#### [Work item]
In the listing below, how many lines hold "front"? Give the number only.

#### [Data in this exercise]
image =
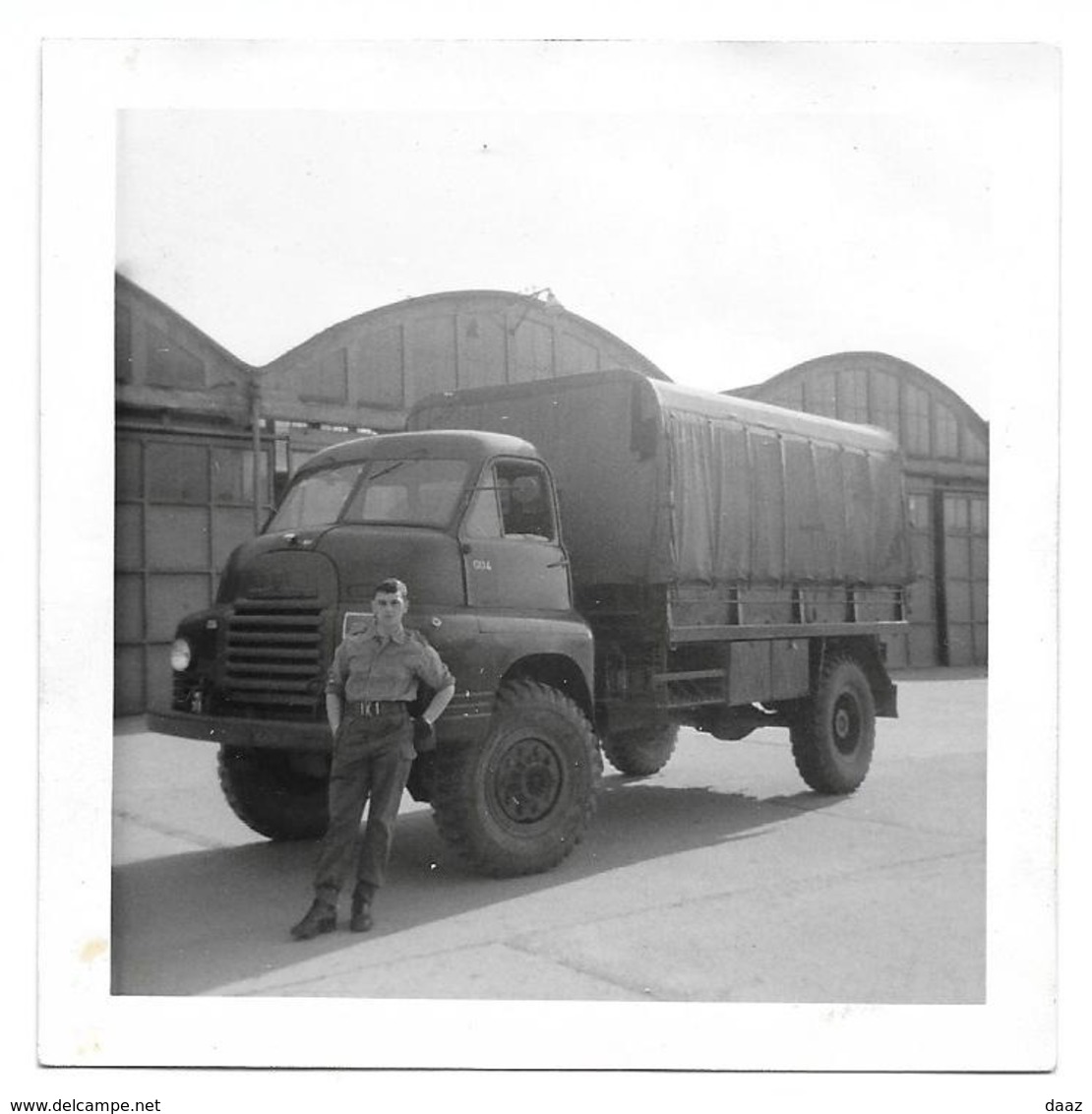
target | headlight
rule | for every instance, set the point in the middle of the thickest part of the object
(180, 655)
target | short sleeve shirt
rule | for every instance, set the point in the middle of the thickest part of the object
(369, 665)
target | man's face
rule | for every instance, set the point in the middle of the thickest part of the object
(389, 607)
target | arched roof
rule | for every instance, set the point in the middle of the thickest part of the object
(870, 361)
(523, 306)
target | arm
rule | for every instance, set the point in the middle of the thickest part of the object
(437, 706)
(334, 711)
(335, 691)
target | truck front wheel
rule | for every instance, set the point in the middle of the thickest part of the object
(640, 752)
(517, 801)
(277, 793)
(834, 735)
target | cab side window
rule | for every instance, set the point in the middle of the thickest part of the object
(483, 516)
(524, 500)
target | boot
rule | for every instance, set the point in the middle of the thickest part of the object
(321, 917)
(361, 919)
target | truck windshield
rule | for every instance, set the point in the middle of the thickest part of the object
(411, 492)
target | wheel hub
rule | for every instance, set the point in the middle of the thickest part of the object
(846, 725)
(527, 781)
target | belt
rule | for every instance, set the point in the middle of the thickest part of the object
(369, 708)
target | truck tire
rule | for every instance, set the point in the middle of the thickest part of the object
(832, 739)
(640, 752)
(270, 794)
(517, 801)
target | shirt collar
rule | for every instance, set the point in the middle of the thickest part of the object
(398, 638)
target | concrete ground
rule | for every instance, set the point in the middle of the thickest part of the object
(720, 879)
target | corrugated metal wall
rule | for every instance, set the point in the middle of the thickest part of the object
(187, 411)
(945, 445)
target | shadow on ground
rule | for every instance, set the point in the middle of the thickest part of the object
(187, 923)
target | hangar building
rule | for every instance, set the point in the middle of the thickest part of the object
(205, 442)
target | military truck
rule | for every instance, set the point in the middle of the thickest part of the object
(599, 559)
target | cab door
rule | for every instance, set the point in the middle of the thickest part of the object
(510, 540)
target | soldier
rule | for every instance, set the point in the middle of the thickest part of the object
(372, 681)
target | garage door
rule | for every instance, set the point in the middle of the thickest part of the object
(966, 559)
(183, 504)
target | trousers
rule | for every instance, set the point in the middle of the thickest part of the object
(371, 765)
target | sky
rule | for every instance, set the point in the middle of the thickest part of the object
(728, 211)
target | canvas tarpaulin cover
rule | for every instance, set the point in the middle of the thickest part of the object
(662, 483)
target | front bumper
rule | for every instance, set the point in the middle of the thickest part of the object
(278, 734)
(465, 718)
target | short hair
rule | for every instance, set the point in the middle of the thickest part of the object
(391, 586)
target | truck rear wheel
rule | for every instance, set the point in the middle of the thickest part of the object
(517, 801)
(642, 751)
(832, 739)
(273, 792)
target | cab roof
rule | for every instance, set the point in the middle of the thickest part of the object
(473, 446)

#### [Written answer]
2